§ TASK INPUTS
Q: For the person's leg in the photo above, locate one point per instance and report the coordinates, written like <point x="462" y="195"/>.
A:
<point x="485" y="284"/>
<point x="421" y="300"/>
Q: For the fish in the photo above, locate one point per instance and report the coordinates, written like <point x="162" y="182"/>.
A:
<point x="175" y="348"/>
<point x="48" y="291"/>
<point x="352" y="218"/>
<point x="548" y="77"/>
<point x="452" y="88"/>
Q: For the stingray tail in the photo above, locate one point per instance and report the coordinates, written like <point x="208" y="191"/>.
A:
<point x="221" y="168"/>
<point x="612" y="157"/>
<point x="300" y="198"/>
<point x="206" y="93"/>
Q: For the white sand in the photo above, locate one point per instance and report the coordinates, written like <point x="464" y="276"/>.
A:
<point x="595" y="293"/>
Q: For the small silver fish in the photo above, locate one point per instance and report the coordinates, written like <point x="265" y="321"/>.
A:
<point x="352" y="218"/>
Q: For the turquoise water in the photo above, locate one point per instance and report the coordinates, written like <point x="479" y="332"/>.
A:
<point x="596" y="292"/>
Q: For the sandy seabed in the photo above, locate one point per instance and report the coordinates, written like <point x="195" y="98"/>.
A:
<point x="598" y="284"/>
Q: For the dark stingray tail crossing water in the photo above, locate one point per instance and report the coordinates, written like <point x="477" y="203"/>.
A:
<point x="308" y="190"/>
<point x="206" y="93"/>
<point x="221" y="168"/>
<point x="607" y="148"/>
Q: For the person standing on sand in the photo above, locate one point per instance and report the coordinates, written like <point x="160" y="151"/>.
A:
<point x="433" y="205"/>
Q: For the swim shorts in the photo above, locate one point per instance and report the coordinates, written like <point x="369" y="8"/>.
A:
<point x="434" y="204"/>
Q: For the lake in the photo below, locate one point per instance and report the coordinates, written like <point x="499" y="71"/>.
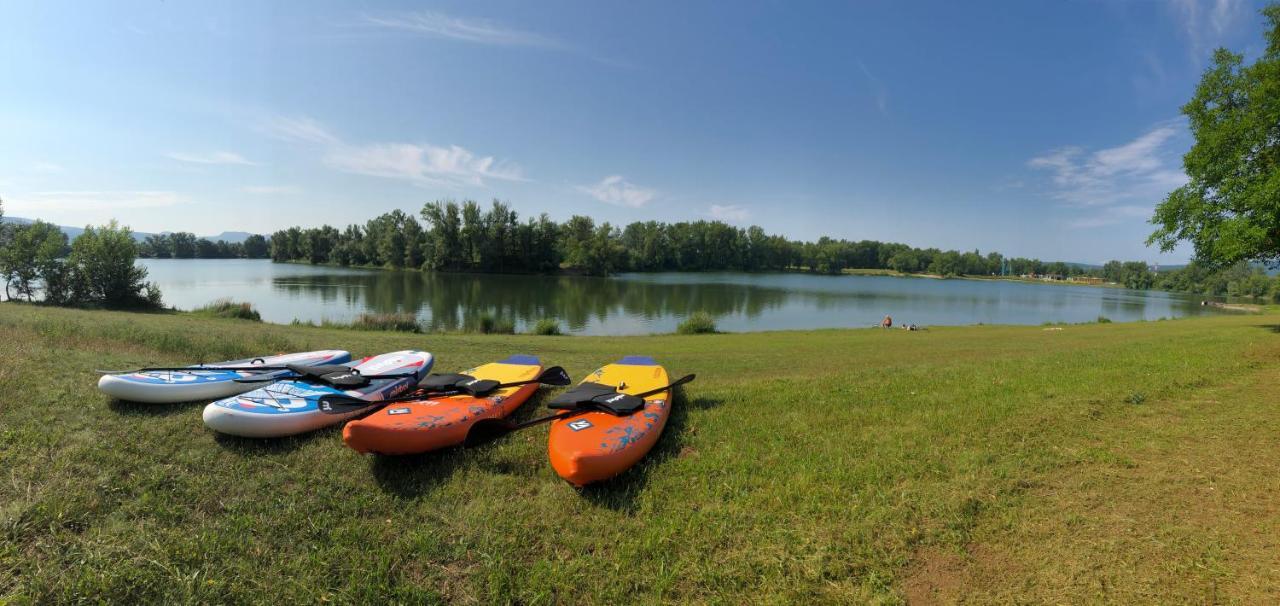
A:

§ DIRECTIVE
Copy all of the entries again, replacing every "stingray" with "ray" and keeping everything else the same. Leave the pictures out.

§ TASK OUTPUT
Q: For the person's leg in the photo above, locate one point per instance and report the coordinates, written like <point x="462" y="195"/>.
A:
<point x="485" y="284"/>
<point x="421" y="300"/>
Q: For the fish in the photo above, locate one point per instance and report the coordinates, written like <point x="162" y="182"/>.
A:
<point x="175" y="348"/>
<point x="48" y="291"/>
<point x="352" y="218"/>
<point x="548" y="77"/>
<point x="452" y="88"/>
Q: For the ray tail in the photo above, locate one point per instance and report the coordinates, written like <point x="208" y="191"/>.
A:
<point x="221" y="168"/>
<point x="612" y="157"/>
<point x="300" y="198"/>
<point x="206" y="93"/>
Q: For the white sand in the photo above, locate one point per instance and report the coordinates, written like <point x="464" y="276"/>.
A:
<point x="595" y="293"/>
Q: For the small silver fish in the photo above, locate one point per instance and report the coordinates, written like <point x="265" y="321"/>.
A:
<point x="352" y="218"/>
Q: For the turquoise water in the photo above, locate one point per instance and report the coordinates, written like <point x="479" y="332"/>.
A:
<point x="596" y="292"/>
Q: For the sandy seabed in the photo above, locate one point per instance and report the coordinates, written like <point x="195" y="98"/>.
A:
<point x="598" y="284"/>
Q: For the dark ray tail crossing water in the photo above, locate one point per instance and report the coordinates, written like <point x="477" y="203"/>.
A:
<point x="308" y="190"/>
<point x="206" y="93"/>
<point x="221" y="168"/>
<point x="607" y="148"/>
Q: For the person standing on sand in the photo above, locate one point per instance and report the coordinates, written like <point x="160" y="151"/>.
A:
<point x="433" y="205"/>
Q: For the swim shorts in the photo above, locate one point per instance and report the coordinates, written like <point x="369" y="8"/>.
A:
<point x="434" y="204"/>
Q: For the lake in the photo below, locate one point per instance and report the coordinates, written like <point x="499" y="71"/>.
A:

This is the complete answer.